▶ _Problem statement_
Repeat the lines of the listing below exactly, starting at the line that contains "Trace the outline of every instance of the black" and running through the last line, both included, and only those.

════════════════

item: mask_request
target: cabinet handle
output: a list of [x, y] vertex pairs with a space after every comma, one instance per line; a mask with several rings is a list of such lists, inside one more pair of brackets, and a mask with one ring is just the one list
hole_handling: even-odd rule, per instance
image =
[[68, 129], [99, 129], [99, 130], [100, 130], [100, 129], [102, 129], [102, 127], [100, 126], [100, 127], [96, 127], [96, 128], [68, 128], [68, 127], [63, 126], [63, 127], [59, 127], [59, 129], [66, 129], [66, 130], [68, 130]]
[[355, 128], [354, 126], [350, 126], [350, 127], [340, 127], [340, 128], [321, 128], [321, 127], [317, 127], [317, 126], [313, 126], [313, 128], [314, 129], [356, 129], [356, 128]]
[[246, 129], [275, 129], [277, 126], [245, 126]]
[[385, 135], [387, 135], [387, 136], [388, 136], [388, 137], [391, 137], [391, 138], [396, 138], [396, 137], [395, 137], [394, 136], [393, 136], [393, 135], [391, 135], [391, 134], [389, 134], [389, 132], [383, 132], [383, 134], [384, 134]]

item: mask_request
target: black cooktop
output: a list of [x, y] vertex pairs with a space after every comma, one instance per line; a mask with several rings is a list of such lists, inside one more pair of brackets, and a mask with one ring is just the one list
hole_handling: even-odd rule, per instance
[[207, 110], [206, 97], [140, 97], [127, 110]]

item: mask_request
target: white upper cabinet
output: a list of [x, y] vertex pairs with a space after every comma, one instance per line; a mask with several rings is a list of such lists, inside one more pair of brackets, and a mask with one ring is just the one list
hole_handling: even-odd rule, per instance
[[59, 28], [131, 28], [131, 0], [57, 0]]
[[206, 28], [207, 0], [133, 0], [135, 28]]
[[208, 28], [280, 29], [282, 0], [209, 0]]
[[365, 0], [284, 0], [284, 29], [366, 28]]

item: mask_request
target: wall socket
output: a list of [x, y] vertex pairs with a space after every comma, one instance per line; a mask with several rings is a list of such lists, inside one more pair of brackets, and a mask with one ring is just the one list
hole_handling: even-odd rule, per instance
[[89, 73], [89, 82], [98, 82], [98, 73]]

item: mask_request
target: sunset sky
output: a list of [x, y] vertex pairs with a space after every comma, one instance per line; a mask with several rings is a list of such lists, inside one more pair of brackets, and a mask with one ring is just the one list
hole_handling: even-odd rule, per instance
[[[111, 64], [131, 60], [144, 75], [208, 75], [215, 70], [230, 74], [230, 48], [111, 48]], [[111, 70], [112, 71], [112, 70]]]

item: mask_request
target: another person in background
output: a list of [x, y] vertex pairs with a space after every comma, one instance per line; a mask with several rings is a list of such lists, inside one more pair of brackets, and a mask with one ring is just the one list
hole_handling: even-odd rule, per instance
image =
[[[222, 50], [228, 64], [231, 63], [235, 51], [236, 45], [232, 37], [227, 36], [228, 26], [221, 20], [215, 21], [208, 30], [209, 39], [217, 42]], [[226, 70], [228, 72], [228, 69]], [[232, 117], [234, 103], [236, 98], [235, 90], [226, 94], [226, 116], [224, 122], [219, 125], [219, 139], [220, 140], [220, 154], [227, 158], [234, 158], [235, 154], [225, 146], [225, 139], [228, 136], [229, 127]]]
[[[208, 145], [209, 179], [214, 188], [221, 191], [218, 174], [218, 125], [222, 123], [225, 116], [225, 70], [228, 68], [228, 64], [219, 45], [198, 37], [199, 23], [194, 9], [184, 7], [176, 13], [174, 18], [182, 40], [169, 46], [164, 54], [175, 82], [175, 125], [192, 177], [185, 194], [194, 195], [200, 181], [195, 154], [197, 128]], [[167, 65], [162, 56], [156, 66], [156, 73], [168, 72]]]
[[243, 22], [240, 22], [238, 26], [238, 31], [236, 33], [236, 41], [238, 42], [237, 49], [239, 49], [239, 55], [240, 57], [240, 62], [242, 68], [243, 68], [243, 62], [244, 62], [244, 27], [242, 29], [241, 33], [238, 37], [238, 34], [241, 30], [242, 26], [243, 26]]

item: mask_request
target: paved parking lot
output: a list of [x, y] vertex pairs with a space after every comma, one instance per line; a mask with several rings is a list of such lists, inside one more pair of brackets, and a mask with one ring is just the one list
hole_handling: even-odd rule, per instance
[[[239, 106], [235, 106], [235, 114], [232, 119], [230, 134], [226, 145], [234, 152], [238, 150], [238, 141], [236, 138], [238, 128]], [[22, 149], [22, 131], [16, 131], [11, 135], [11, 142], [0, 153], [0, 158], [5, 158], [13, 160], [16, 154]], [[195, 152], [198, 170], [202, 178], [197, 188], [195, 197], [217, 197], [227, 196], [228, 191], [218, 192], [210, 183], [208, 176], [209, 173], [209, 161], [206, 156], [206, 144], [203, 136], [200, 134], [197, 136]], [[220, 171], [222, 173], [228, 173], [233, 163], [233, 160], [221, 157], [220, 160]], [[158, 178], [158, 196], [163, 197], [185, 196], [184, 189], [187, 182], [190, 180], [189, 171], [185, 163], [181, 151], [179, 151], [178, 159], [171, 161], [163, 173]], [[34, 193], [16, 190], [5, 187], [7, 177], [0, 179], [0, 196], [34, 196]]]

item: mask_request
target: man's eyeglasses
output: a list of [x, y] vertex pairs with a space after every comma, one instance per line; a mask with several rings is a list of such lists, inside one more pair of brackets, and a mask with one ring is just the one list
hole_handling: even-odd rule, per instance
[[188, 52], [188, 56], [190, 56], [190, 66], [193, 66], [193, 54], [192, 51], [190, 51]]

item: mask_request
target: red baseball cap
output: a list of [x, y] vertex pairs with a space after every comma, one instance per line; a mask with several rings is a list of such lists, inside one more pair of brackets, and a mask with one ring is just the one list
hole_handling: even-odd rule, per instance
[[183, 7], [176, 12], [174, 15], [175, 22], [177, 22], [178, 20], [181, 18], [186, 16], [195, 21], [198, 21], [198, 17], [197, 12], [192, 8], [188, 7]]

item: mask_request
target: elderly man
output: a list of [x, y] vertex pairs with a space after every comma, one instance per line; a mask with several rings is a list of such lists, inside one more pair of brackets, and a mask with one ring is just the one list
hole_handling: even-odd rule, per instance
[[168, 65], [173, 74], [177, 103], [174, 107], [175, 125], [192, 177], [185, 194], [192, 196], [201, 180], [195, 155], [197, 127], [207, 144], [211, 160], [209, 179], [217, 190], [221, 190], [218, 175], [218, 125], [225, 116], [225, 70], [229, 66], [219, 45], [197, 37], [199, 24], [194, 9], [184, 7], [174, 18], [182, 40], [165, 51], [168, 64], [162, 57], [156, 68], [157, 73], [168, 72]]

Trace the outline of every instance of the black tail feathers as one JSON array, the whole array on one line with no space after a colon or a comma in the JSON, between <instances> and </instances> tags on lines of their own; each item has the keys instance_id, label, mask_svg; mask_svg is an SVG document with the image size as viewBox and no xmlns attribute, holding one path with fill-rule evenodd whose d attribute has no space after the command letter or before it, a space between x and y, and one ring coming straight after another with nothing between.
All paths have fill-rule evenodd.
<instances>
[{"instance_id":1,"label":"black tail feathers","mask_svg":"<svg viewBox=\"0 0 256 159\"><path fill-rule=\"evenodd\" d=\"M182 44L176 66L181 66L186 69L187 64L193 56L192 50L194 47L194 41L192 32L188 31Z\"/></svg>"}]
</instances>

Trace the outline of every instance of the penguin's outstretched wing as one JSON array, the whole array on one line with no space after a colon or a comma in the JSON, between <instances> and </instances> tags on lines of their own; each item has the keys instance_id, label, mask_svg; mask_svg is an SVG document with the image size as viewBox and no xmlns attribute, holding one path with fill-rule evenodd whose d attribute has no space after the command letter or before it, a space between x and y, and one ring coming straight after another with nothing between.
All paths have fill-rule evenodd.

════════════════

▶ _Answer in full_
Trace the outline of every instance of the black tail feathers as one JSON array, the whole array on one line with no space after a colon or a comma in the JSON, between <instances> and </instances> tags on lines of their own; each item has the keys instance_id, label, mask_svg; mask_svg is an SVG document with the image size as viewBox and no xmlns attribute, holding one path with fill-rule evenodd whose d attribute has no space after the command letter or before it, a space between x and y, and one ring coming straight after another with nothing between.
All paths have fill-rule evenodd.
<instances>
[{"instance_id":1,"label":"black tail feathers","mask_svg":"<svg viewBox=\"0 0 256 159\"><path fill-rule=\"evenodd\" d=\"M182 44L176 66L181 66L186 69L187 64L193 56L192 50L194 47L194 41L192 32L188 31Z\"/></svg>"}]
</instances>

Trace the outline of every instance of the penguin's outstretched wing as one JSON array, the whole array on one line with no space after a colon or a comma in the JSON, between <instances> and </instances> tags on lines of their own; each item has the keys instance_id, label, mask_svg; mask_svg is an SVG document with the image size as viewBox and no xmlns attribute, holding one path with fill-rule evenodd whose d attribute has no space after the command letter or before it, a space between x and y, and one ring coming straight after another with nothing between.
All paths have fill-rule evenodd.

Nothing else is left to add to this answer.